### DOCUMENTO DE ORIGEM
--------------------------------

Em
entrevista à televisão católica francesa KTO, D. Manuel Clemente
aponta a família como local para o “desenvolvimento do
cristianismo” e recorda a experiência em acompanhar casais, ao
longo da sua vida sacerdotal.
Transcrição da entrevista difundida no passado dia 8 de Outubro pela KTO:
Bom
dia.
Bom
dia a si e a todos os telespectadores da KTO. Saúdo-os com prazer
porque também sou um espectador das emissões da KTO, de que gosto
muito.
Obrigado
por nos conceder este tempo, nestes dias que são tão cheios. É
Patriarca de Lisboa, desde 2013, e presidente da Conferência
Episcopal de Portugal, igualmente há dois anos, e participou, no ano
passado, na primeira sessão do Sínodo Extraordinário. E eis que
está nesta segunda sessão do Sínodo dos Bispos.
O
Papa lembrou que não se tratava de uma assembleia parlamentar ou de
uma sessão de um partido político. Isto quer dizer que não estão
à procura de encontrar uma maioria?
Não
é tanto isso. Porque a maioria de fundo já a temos. Somos todos
cristãos e Bispos também, com a obrigação de manter e desenvolver
o que podemos da tradição da Igreja que não começou connosco.
Começou, há dois mil anos, com Jesus, que é o primeiro. E agora
nós, como Bispos, sucessores dos apóstolos, temos esta missão de
manter positivamente a tradição da Igreja e de lhe sermos fiéis.
Não é qualquer coisa que podemos escolher mas que devemos manter,
manter neste tempo, com os problemas deste tempo, porque acreditamos
todos que o que Cristo fez, o que Cristo indicou, serve para hoje
como servia para aquele tempo. Por isso, devo procurar manter,
apresentar, desenvolver, a tradição da Igreja e do Evangelho para
este tempo.
Há
diferenças de abordagem que são normais. Mas como é que se faz
quando não se está verdadeiramente de acordo com quem está sentado
ao nosso lado, para manter o que na Igreja se chama a ‘comunhão’?
Volto
sempre ao principio. Volto sempre a Cristo, aos Evangelhos, à
mensagem do Novo Testamento para ver como esta mensagem se pode
reflectir nos problemas de hoje. Chegamos sempre lá. Falando, vendo
melhor, as perspectivas que cada um tem e transporta também com a
sua experiência.
Quer
dizer que podemos ser contrários nas questões, sem sermos inimigos?
Como
dentro de uma família. Estamos, ficamos e continuamos... como uma
família.
A
família é, precisamente, o objectivo dos vossos trabalhos. Tema
central da vida da Igreja, é um tema que lhe é muito caro.
Sublinho, por exemplo para os nossos telespectadores que não saibam,
que na Missa em que tomou posse do título de Patriarca de Lisboa, em
Junho de 2013, dedicou uma larga parte da homilia à família.
Absolutamente.
Vejamos, talvez não tenhamos um ponto muito presente, mas é
necessário. O Evangelho começou numa família. É muito importante.

--------------------------------

### MATERIAL APRESENTADO
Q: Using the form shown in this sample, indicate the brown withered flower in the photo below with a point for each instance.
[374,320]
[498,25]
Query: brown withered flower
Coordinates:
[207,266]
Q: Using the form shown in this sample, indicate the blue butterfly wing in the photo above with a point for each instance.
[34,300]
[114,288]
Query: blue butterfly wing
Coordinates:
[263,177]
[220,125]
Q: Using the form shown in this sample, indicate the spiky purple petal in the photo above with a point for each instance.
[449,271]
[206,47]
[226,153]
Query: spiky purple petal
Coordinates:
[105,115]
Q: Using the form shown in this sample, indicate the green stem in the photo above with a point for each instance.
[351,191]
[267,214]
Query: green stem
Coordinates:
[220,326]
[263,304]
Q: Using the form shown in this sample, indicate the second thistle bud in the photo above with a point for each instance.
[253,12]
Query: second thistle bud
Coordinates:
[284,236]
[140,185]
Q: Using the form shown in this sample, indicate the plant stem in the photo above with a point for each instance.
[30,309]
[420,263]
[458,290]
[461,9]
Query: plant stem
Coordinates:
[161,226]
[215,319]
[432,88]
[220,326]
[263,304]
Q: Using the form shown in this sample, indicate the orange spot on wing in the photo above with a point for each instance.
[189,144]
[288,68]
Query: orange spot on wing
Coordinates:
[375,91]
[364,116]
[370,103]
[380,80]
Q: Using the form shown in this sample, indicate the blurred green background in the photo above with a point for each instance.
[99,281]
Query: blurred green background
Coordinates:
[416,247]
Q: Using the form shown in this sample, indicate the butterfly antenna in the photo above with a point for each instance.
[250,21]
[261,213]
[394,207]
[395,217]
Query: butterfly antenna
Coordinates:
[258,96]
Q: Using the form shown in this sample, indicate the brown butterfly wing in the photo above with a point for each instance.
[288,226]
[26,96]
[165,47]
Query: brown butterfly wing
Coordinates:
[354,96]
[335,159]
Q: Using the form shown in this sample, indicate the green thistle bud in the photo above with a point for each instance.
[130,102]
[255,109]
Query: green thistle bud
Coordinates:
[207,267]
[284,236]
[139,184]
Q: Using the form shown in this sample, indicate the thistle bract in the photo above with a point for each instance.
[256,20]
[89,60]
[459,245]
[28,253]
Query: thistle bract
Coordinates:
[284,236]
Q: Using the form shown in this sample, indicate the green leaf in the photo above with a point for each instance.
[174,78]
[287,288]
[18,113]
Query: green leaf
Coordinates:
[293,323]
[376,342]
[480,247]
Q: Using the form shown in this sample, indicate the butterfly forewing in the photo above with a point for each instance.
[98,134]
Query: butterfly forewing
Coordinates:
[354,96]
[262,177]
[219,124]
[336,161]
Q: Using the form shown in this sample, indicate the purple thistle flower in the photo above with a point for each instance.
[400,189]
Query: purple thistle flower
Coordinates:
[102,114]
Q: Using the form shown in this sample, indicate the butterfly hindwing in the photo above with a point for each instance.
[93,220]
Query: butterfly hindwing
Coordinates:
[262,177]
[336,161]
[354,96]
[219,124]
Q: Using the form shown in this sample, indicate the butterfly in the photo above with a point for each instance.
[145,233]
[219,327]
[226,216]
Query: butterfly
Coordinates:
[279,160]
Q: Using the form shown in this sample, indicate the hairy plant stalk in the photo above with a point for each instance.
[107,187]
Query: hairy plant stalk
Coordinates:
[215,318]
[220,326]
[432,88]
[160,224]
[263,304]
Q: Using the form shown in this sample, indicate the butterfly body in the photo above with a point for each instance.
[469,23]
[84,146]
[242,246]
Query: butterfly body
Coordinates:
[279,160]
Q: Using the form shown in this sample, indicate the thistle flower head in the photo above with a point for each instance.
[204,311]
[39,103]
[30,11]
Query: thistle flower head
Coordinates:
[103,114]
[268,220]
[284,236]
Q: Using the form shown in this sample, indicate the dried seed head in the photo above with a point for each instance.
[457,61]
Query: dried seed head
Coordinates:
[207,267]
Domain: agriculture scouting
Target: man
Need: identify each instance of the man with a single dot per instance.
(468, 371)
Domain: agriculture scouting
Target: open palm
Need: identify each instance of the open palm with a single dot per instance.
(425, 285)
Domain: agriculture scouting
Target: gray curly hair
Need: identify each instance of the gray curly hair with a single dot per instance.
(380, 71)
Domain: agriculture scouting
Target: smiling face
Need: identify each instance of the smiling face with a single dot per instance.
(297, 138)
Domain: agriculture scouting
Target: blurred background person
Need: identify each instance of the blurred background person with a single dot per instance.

--------------------------------

### TAREFA PEDIDA
Reescreva o trecho da entrevista que vai de "Começou, há dois" a "este tempo.", trocando "tradição" por "herança" sempre que aparecer.

### RESPOSTA
Começou, há dois mil anos, com Jesus, que é o primeiro. E agora
nós, como Bispos, sucessores dos apóstolos, temos esta missão de
manter positivamente a herança da Igreja e de lhe sermos fiéis.
Não é qualquer coisa que podemos escolher mas que devemos manter,
manter neste tempo, com os problemas deste tempo, porque acreditamos
todos que o que Cristo fez, o que Cristo indicou, serve para hoje
como servia para aquele tempo. Por isso, devo procurar manter,
apresentar, desenvolver, a herança da Igreja e do Evangelho para
este tempo.